Record excerpts
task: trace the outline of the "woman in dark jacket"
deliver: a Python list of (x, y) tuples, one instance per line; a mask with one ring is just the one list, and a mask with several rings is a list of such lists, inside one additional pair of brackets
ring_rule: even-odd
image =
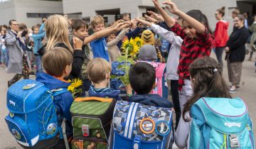
[(234, 18), (234, 26), (238, 28), (233, 31), (227, 43), (225, 51), (227, 53), (228, 78), (232, 84), (230, 92), (235, 93), (239, 87), (242, 74), (242, 63), (245, 57), (245, 43), (249, 37), (248, 30), (245, 27), (245, 18), (238, 15)]

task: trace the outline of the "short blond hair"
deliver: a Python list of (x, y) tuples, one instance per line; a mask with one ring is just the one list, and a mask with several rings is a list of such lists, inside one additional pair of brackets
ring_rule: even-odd
[(103, 58), (94, 58), (88, 63), (87, 72), (93, 83), (100, 83), (111, 72), (111, 65)]
[(102, 16), (97, 16), (92, 18), (91, 21), (92, 28), (95, 28), (95, 26), (101, 23), (104, 23), (104, 18)]
[(60, 77), (67, 66), (72, 65), (72, 53), (64, 48), (56, 47), (48, 50), (42, 57), (42, 64), (46, 73)]

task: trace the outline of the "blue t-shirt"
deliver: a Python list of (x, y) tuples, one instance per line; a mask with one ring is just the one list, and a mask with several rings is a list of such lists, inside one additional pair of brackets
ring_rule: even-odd
[(110, 57), (107, 52), (107, 45), (105, 38), (97, 39), (90, 43), (93, 57), (100, 57), (110, 62)]

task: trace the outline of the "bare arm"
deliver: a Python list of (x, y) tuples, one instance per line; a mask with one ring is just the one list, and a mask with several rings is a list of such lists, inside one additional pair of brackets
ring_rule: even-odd
[[(156, 1), (156, 0), (153, 0)], [(169, 6), (167, 7), (167, 9), (172, 13), (176, 14), (181, 18), (182, 18), (184, 21), (188, 22), (192, 28), (195, 28), (196, 32), (198, 33), (203, 33), (206, 31), (205, 26), (201, 23), (196, 20), (195, 18), (189, 16), (188, 15), (186, 14), (185, 13), (180, 11), (176, 4), (173, 3), (171, 1), (165, 1), (163, 2), (164, 4), (167, 4)], [(168, 24), (168, 23), (167, 23)]]
[(125, 35), (127, 33), (129, 28), (124, 28), (122, 31), (118, 34), (118, 35), (112, 41), (107, 43), (107, 46), (111, 46), (114, 45), (117, 45), (119, 40)]
[(160, 12), (164, 21), (166, 22), (167, 26), (171, 28), (175, 24), (175, 21), (160, 6), (158, 0), (152, 0), (152, 1), (156, 9)]

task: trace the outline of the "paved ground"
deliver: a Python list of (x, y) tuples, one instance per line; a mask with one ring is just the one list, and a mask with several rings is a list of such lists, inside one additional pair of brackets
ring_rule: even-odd
[[(212, 55), (215, 57), (215, 55)], [(246, 60), (247, 57), (246, 57)], [(254, 62), (245, 60), (243, 63), (241, 87), (233, 96), (239, 96), (245, 100), (248, 106), (250, 116), (256, 123), (256, 73)], [(224, 77), (227, 79), (227, 67), (224, 67)], [(13, 74), (8, 74), (3, 67), (0, 67), (0, 149), (18, 149), (21, 148), (14, 137), (9, 132), (4, 117), (8, 114), (6, 107), (6, 97), (7, 90), (7, 80), (10, 79)], [(34, 77), (32, 77), (34, 78)], [(224, 106), (224, 105), (223, 105)]]

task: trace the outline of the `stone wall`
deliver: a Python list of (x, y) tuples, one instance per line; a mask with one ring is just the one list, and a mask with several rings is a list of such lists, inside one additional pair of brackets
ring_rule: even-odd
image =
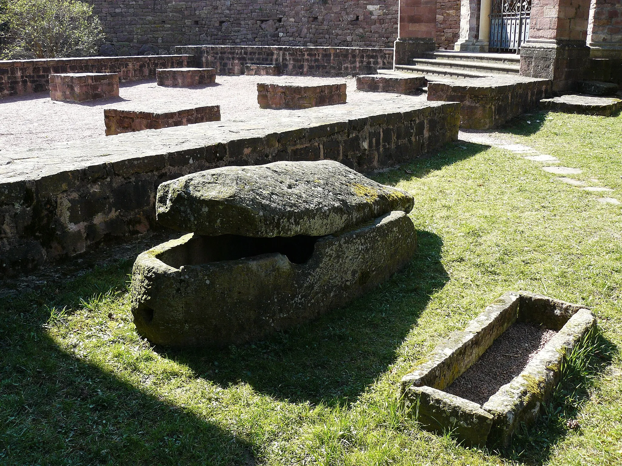
[(453, 50), (460, 37), (460, 0), (438, 0), (436, 11), (436, 45)]
[(86, 58), (0, 60), (0, 98), (50, 90), (49, 76), (63, 73), (118, 73), (119, 80), (155, 79), (156, 70), (182, 68), (192, 57), (96, 57)]
[[(397, 0), (88, 0), (119, 54), (152, 43), (160, 53), (177, 45), (392, 47)], [(452, 48), (460, 0), (439, 0), (437, 40)]]
[(365, 107), (343, 120), (309, 120), (304, 127), (284, 121), (281, 126), (205, 123), (29, 151), (30, 157), (71, 154), (93, 162), (0, 182), (0, 276), (85, 252), (103, 240), (144, 233), (155, 225), (160, 183), (190, 173), (320, 159), (369, 171), (457, 140), (460, 104), (426, 103), (410, 109)]
[(243, 75), (245, 65), (277, 65), (284, 75), (348, 76), (393, 68), (392, 48), (194, 45), (175, 48), (219, 75)]

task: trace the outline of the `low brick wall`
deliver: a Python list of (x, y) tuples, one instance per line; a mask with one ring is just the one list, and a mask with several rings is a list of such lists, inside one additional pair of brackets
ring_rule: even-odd
[(257, 101), (261, 108), (304, 109), (346, 103), (346, 84), (296, 86), (257, 85)]
[(488, 129), (537, 107), (551, 95), (552, 81), (498, 76), (429, 83), (428, 100), (460, 102), (460, 127)]
[(396, 76), (366, 75), (356, 76), (356, 90), (410, 94), (427, 84), (424, 76)]
[(85, 58), (0, 60), (0, 98), (50, 90), (50, 75), (117, 73), (121, 82), (155, 79), (156, 70), (185, 68), (188, 55), (93, 57)]
[(139, 111), (104, 109), (106, 135), (186, 126), (208, 121), (220, 121), (220, 106), (210, 105), (175, 111)]
[(392, 48), (190, 45), (175, 47), (194, 55), (197, 66), (219, 75), (243, 75), (246, 65), (276, 65), (284, 75), (350, 76), (393, 68)]
[(50, 98), (85, 102), (119, 96), (119, 75), (116, 73), (70, 73), (50, 75)]
[(62, 170), (0, 181), (0, 275), (144, 233), (156, 224), (159, 184), (190, 173), (320, 159), (370, 171), (457, 140), (459, 104), (422, 103), (393, 111), (365, 107), (338, 118), (329, 111), (341, 107), (322, 107), (325, 116), (307, 117), (303, 127), (291, 121), (250, 129), (248, 122), (204, 123), (30, 150), (30, 157), (62, 155), (75, 162)]
[(190, 88), (216, 82), (216, 70), (213, 68), (178, 68), (157, 70), (157, 85), (169, 88)]

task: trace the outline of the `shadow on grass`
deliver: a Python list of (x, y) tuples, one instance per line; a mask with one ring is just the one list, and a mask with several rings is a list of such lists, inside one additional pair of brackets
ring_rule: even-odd
[(346, 308), (265, 341), (220, 350), (160, 350), (223, 386), (248, 382), (295, 402), (353, 401), (387, 370), (430, 296), (448, 280), (440, 238), (417, 234), (410, 265)]
[(585, 354), (573, 359), (562, 368), (561, 381), (543, 407), (542, 416), (532, 426), (523, 426), (519, 429), (510, 447), (499, 451), (501, 456), (529, 465), (546, 464), (555, 445), (570, 431), (577, 428), (572, 421), (576, 421), (580, 409), (588, 401), (595, 379), (602, 373), (618, 350), (600, 332), (588, 339), (586, 346), (588, 350)]
[(58, 297), (46, 290), (0, 304), (0, 464), (254, 463), (244, 441), (67, 354), (43, 331), (45, 304), (123, 290), (129, 267), (75, 280)]

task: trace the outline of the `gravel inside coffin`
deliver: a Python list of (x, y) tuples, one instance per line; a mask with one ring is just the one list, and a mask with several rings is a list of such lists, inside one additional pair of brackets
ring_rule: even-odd
[(483, 404), (518, 375), (556, 333), (529, 324), (513, 324), (445, 391)]

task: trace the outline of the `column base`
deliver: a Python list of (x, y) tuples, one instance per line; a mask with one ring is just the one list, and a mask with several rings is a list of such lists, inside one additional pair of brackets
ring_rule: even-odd
[(436, 50), (436, 41), (428, 37), (398, 37), (393, 48), (393, 66), (411, 65), (412, 58), (420, 58), (427, 52)]
[(488, 40), (474, 40), (464, 39), (458, 40), (453, 45), (453, 50), (456, 52), (473, 52), (478, 53), (488, 52)]
[(575, 91), (585, 78), (590, 47), (580, 40), (529, 39), (521, 47), (521, 75), (553, 80), (553, 91)]
[(601, 75), (598, 80), (622, 85), (622, 43), (590, 42), (588, 45), (591, 68), (595, 76)]

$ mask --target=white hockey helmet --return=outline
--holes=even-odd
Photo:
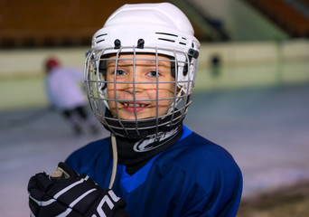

Objective
Please find each line in the listing above that contains the word "task" and copy those lines out in full.

Written answer
task: trace the outline of the "woman in dark jacket"
task: trace the outline of the "short blond hair"
task: trace the outline of the "blue t-shirt"
task: trace the outline of the "bare arm"
task: trace the outline of the "paved ground"
task: trace the outline of the `stone wall`
task: trace the outline of the `low brick wall`
task: trace the outline of the `shadow on grass`
task: trace the outline of the `gravel inside coffin`
task: trace the outline of the `column base`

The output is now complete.